Saved entries

----

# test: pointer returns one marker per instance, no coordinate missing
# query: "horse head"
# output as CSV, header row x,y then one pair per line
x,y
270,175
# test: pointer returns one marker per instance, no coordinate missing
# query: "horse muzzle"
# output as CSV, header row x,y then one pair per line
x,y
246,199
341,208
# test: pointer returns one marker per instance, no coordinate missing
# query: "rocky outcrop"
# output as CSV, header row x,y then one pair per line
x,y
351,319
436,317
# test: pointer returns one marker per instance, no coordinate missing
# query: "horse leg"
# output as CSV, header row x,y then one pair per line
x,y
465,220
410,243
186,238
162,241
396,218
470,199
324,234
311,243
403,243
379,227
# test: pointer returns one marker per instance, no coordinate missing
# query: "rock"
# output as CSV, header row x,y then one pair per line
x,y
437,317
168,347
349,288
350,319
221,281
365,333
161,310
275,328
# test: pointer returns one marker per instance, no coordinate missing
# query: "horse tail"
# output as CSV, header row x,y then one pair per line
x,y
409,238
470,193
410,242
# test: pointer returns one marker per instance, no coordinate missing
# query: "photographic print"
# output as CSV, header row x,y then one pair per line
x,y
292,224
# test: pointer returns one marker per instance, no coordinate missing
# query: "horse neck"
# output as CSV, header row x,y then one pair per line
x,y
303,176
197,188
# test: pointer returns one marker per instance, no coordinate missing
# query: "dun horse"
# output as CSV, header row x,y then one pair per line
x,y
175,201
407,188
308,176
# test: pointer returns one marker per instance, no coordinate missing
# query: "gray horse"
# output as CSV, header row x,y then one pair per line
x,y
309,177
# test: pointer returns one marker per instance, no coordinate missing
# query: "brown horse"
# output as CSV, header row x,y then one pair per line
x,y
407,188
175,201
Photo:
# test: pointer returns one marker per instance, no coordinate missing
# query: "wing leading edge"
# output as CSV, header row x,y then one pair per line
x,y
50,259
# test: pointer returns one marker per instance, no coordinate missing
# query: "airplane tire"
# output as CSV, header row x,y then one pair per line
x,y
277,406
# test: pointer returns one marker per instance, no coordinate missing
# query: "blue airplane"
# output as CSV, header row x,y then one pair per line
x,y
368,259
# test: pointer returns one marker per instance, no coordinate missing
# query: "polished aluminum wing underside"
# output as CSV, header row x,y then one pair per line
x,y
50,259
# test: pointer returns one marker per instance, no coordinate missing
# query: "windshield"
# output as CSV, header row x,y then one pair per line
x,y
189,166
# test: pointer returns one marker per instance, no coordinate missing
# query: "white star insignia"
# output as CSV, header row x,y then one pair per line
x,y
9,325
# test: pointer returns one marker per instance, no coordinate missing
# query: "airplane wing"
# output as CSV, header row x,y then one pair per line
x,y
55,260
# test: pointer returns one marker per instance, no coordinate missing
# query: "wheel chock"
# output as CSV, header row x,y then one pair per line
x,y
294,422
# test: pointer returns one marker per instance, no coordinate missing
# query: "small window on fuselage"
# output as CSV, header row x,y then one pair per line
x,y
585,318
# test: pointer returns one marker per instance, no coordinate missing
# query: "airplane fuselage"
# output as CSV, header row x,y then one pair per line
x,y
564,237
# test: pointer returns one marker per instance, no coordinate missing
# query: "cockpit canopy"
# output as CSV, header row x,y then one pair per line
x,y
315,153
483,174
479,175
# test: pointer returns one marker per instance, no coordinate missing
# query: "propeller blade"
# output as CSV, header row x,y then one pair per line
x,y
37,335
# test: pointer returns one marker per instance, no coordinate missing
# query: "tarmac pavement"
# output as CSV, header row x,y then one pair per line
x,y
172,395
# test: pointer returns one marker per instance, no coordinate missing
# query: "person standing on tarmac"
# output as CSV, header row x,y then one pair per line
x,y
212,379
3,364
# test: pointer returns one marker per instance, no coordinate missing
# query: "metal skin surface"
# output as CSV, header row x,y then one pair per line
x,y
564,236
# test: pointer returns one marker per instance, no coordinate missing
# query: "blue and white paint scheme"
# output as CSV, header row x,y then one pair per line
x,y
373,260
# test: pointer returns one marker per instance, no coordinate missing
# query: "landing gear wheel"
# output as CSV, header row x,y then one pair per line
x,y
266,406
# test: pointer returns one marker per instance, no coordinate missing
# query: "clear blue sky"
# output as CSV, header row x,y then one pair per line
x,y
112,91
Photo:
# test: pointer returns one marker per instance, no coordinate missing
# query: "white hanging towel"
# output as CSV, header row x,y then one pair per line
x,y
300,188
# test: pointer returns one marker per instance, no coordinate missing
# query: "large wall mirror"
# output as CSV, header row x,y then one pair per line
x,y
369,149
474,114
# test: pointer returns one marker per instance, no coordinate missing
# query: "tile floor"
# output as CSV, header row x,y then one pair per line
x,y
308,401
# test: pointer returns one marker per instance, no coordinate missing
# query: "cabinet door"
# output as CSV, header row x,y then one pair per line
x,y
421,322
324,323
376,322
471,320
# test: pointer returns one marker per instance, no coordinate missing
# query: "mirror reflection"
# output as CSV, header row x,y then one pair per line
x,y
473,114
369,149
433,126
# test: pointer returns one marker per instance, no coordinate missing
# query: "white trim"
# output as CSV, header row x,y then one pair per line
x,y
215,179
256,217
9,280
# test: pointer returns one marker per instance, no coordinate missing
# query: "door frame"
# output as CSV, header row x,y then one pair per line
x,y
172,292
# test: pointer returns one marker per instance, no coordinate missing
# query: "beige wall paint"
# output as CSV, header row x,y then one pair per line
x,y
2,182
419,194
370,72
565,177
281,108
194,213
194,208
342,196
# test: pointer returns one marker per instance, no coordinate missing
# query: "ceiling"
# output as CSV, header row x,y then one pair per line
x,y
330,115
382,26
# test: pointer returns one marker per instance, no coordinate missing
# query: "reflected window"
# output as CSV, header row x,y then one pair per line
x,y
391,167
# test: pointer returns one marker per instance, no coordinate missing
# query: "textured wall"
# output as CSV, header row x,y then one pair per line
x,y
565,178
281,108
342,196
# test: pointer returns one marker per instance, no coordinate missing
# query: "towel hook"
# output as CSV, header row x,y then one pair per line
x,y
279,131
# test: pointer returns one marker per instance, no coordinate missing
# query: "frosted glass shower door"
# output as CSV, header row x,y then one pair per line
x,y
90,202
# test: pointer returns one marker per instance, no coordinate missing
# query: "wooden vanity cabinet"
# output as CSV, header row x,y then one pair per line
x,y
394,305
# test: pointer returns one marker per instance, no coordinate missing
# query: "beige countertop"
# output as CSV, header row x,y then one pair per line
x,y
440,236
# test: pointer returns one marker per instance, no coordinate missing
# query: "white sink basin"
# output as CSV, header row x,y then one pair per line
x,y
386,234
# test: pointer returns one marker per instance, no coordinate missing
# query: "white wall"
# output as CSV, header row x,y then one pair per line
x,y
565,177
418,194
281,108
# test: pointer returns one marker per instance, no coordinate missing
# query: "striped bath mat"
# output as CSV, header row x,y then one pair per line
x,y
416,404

----

Assigned task
Each record should come back exactly as written.

Task answer
# test: pointer returns one marker per instance, no coordinate missing
# query: "horse head"
# output as CSV, header row x,y then one pair per line
x,y
270,175
# test: pointer returns one marker per instance, no coordinate missing
# query: "horse muzzle"
# output as CSV, header row x,y then one pair per line
x,y
246,199
341,208
# test: pointer returns one marker per instance, no coordinate missing
# query: "rocky outcrop"
# output as CSV, header row x,y then one pair per line
x,y
351,319
436,317
# test: pointer returns one marker per instance, no coordinate missing
# query: "horse leg"
# output as CSV, header row x,y then one pair per line
x,y
465,220
410,243
186,238
162,241
396,218
470,199
324,234
311,243
403,243
379,227
# test: pointer returns one marker per instance, no coordinate missing
# query: "rock"
# output as CSV, header row x,y then one pair per line
x,y
437,317
168,347
349,288
350,319
221,281
365,333
161,310
275,328
# test: pointer returns one marker per instance, no coordinate missing
# query: "horse tail"
# output as CSV, header row x,y then one pair per line
x,y
409,238
470,193
410,242
# test: pointer returns one marker per instance, no coordinate missing
# query: "photographic print"
# output as CSV, header row x,y then one pair per line
x,y
292,224
# test: pointer returns one marker per instance, no coordinate missing
# query: "horse neck"
# output as CSV, header row x,y then one pair per line
x,y
303,176
197,188
# test: pointer returns one marker per instance, no coordinate missing
# query: "dun horse"
# output as CSV, header row x,y then one pair per line
x,y
175,201
407,188
308,176
# test: pointer returns one marker per instance, no coordinate missing
# query: "gray horse"
# output as CSV, header row x,y then one pair per line
x,y
309,177
# test: pointer returns one marker per instance, no coordinate missing
# query: "brown horse"
# output as CSV, header row x,y then one pair per line
x,y
407,188
175,201
Photo:
# test: pointer returns one marker per instance, no coordinate missing
# query: "wing leading edge"
# output as CSV, header row x,y then one pair per line
x,y
50,259
# test: pointer returns one marker per instance, no coordinate missing
# query: "airplane tire"
# output as CSV, header row x,y then one pair per line
x,y
277,406
# test: pointer returns one marker per instance, no coordinate missing
# query: "blue airplane"
# output as CSV, header row x,y then one pair per line
x,y
368,259
# test: pointer returns one marker per instance, no coordinate missing
# query: "polished aluminum wing underside"
# output as CSV, header row x,y then one pair per line
x,y
50,259
# test: pointer returns one marker per instance, no coordinate missing
# query: "windshield"
# output as CSV, header row x,y then one pair per line
x,y
189,166
# test: pointer returns one marker per instance, no coordinate missing
# query: "white star insignia"
# output as CSV, header row x,y then one pair per line
x,y
9,325
# test: pointer returns one marker per instance, no coordinate missing
# query: "airplane wing"
# output as CSV, header row x,y then one pair per line
x,y
55,260
# test: pointer returns one marker per instance, no coordinate missing
# query: "wheel chock"
# output as CSV, header row x,y then one pair per line
x,y
294,422
# test: pointer returns one marker per instance, no coordinate missing
# query: "small window on fuselage"
# output as CSV, header row x,y then one pair per line
x,y
585,318
# test: pointer returns one marker per instance, no coordinate missing
# query: "airplane fuselage"
# output as CSV, header row x,y then one pair per line
x,y
564,237
# test: pointer returns one marker per instance, no coordinate missing
# query: "cockpit canopy"
# output as CSV, header row x,y then one pair per line
x,y
315,153
483,174
479,175
# test: pointer returns one marker per instance, no coordinate missing
# query: "propeller blade"
# output as CSV, header row x,y then one pair per line
x,y
37,335
# test: pointer returns one marker per instance, no coordinate missing
# query: "tarmac pavement"
# output as CSV, header row x,y then one pair per line
x,y
172,395
# test: pointer returns one marker per instance, no coordinate missing
# query: "person standing on tarmac"
# output as CSV, header row x,y then one pair per line
x,y
212,379
3,364
# test: pointer returns one marker per instance, no coordinate missing
# query: "metal skin surface"
# output as CSV, header row x,y then one pair per line
x,y
564,236
# test: pointer returns one marker per instance, no coordinate missing
# query: "blue and white paint scheme"
# output as CSV, header row x,y then one pair per line
x,y
373,260
# test: pointer returns one marker per instance, no coordinate missing
# query: "landing gear wheel"
# output as CSV, header row x,y then one pair per line
x,y
266,406
# test: pointer returns one marker per instance, no coordinate missing
# query: "clear blue sky"
# output as CSV, header row x,y then one pair per line
x,y
112,91
Photo:
# test: pointer returns one marker per instance, no coordinate missing
# query: "white hanging towel"
# output as CSV, header row x,y then one pair per line
x,y
300,188
# test: pointer returns one marker per instance, no coordinate missing
# query: "large wall mirror"
# output as CSV, header row x,y then one pair per line
x,y
369,149
474,114
# test: pointer returns one marker per instance, no coordinate missing
# query: "tile floor"
# output as CSV, header row x,y then one pair per line
x,y
308,401
# test: pointer returns one marker per instance, no coordinate missing
# query: "cabinet door"
# output as CSV, header row x,y then one pair per line
x,y
421,322
324,323
376,322
471,320
# test: pointer returns one marker per instance, no coordinate missing
# query: "mirror reflection"
# output as CSV, header row x,y then one pair per line
x,y
473,114
369,149
433,126
# test: pointer returns one marker per instance, no coordinate missing
# query: "white trim"
# output as CSV, header row x,y then one pair per line
x,y
215,179
256,217
9,280
# test: pointer returns one marker per instance, no coordinate missing
# query: "door frame"
# output as CSV, header row x,y then one pair per line
x,y
172,292
# test: pointer returns one marker per instance, no coordinate missing
# query: "beige wall paint"
# output as CSV, header row x,y then one pair per line
x,y
2,182
419,194
370,72
565,177
281,108
194,213
194,208
342,196
# test: pointer returns one marker per instance, no coordinate missing
# query: "ceiling"
# output as CSV, header row x,y then one pair per line
x,y
330,115
382,26
# test: pointer returns one marker per instance, no coordinate missing
# query: "reflected window"
# output as CSV, header row x,y then one pair per line
x,y
391,167
# test: pointer returns one marker per instance, no coordinate missing
# query: "textured wall"
# output as CSV, header row x,y then one pair per line
x,y
565,178
281,108
342,196
# test: pointer returns one marker per instance, no coordinate missing
# query: "towel hook"
# output as CSV, header row x,y then one pair per line
x,y
279,131
# test: pointer returns one marker per instance, no coordinate missing
# query: "frosted glass shower door"
# output as CSV, header row x,y then one pair per line
x,y
90,202
# test: pointer returns one marker per instance, no coordinate missing
# query: "wooden vanity cabinet"
# output as CSV, header row x,y then one pair per line
x,y
394,305
# test: pointer returns one marker per instance, no coordinate missing
# query: "beige countertop"
# output as CSV, header row x,y then one pair per line
x,y
440,236
# test: pointer returns one marker per instance, no coordinate missing
# query: "white sink basin"
# output as CSV, header row x,y then one pair per line
x,y
386,234
# test: pointer returns one marker per instance, no coordinate missing
# query: "white wall"
# output as CSV, header row x,y then one pair per line
x,y
565,177
418,194
281,108
# test: pointer returns one marker per instance, no coordinate missing
# query: "striped bath mat"
# output as CSV, header row x,y then one pair per line
x,y
416,404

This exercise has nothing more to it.